REQUIREMENTS :: Render the lines of the records below as a Markdown table with the columns Row and Content. Begin at the line that contains "Thank you for the photo. Could you indicate the grass", stop after the line that contains "<point>417,117</point>", number each line in order, and leave out blank lines.

________________________________________

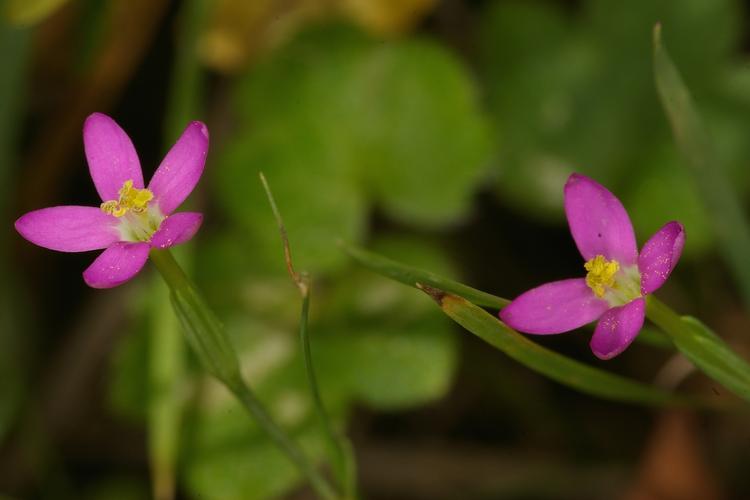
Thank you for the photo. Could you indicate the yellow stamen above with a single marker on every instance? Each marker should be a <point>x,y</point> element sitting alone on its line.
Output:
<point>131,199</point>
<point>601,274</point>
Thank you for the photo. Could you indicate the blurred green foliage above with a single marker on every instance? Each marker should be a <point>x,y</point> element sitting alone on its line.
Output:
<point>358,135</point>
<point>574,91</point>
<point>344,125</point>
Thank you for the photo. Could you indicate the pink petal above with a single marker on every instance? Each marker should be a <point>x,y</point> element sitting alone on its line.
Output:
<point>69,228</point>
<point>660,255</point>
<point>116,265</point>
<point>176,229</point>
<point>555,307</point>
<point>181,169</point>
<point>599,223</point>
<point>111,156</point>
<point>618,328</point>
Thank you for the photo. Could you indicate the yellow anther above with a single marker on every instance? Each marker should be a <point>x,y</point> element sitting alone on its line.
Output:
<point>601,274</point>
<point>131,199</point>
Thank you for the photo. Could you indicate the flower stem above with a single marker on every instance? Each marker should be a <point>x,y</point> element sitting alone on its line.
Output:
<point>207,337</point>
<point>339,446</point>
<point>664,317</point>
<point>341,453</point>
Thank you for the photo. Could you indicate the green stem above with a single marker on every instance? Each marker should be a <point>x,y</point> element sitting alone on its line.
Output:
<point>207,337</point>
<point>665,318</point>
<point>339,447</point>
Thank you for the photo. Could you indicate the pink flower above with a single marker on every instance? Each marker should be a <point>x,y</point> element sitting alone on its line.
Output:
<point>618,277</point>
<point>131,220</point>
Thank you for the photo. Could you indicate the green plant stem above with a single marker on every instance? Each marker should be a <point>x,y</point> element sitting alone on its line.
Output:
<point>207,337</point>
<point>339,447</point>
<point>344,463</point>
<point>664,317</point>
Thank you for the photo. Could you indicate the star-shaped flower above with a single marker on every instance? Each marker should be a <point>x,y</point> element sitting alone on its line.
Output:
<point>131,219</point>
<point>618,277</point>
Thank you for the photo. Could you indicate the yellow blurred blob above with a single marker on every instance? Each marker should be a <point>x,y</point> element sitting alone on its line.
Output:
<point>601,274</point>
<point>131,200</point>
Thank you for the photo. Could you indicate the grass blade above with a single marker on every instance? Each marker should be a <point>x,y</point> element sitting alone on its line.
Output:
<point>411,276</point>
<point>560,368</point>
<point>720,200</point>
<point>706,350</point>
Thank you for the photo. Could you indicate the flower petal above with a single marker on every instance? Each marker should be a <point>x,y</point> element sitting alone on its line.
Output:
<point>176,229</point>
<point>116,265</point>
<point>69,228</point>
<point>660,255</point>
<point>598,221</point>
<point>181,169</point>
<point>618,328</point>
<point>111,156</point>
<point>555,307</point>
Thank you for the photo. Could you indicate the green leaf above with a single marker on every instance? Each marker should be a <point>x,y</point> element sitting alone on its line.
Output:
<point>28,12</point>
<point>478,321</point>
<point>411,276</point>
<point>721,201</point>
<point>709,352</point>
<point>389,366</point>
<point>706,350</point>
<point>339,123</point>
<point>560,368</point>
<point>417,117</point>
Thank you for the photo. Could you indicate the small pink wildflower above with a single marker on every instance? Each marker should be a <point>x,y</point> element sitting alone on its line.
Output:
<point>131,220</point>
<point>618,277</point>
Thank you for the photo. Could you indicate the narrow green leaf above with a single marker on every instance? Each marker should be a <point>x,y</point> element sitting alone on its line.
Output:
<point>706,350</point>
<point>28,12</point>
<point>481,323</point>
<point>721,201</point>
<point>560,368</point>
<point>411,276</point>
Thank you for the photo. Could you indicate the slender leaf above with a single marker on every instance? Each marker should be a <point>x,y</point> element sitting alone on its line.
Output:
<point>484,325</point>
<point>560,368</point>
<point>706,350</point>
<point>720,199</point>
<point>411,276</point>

________________________________________

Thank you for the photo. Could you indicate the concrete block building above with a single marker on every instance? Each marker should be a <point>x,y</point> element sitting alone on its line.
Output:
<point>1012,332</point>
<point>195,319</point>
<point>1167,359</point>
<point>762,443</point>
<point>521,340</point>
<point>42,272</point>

________________________________________

EXERCISE RESULT ::
| Row | Content |
|---|---|
| 1 | Thank you for the photo. Could you indicate the grass blade above with a single marker on every instance? Each marker should be a <point>x,y</point> element sitting alone on its line. |
| 2 | Output: |
| 3 | <point>411,276</point> |
| 4 | <point>560,368</point> |
| 5 | <point>720,200</point> |
| 6 | <point>706,350</point> |
| 7 | Thank you for the photo. Could you indicate the flower petal above with a single marker on every instance? Each marker should be a <point>x,y</point> element sitting alone on its line. |
| 8 | Output: |
| 9 | <point>176,229</point> |
| 10 | <point>116,265</point> |
| 11 | <point>69,228</point> |
| 12 | <point>660,255</point> |
| 13 | <point>598,221</point> |
| 14 | <point>181,169</point> |
| 15 | <point>618,328</point> |
| 16 | <point>111,156</point> |
| 17 | <point>555,307</point> |
| 18 | Thank you for the photo. Could you indicate the green leaf above with a single marker on every instance? Each marker should be a <point>x,y</point> element sitting alone on its line. |
| 19 | Output: |
| 20 | <point>28,12</point> |
| 21 | <point>478,321</point> |
| 22 | <point>411,276</point> |
| 23 | <point>721,201</point> |
| 24 | <point>709,352</point> |
| 25 | <point>389,366</point> |
| 26 | <point>706,350</point> |
| 27 | <point>339,123</point> |
| 28 | <point>560,368</point> |
| 29 | <point>417,117</point> |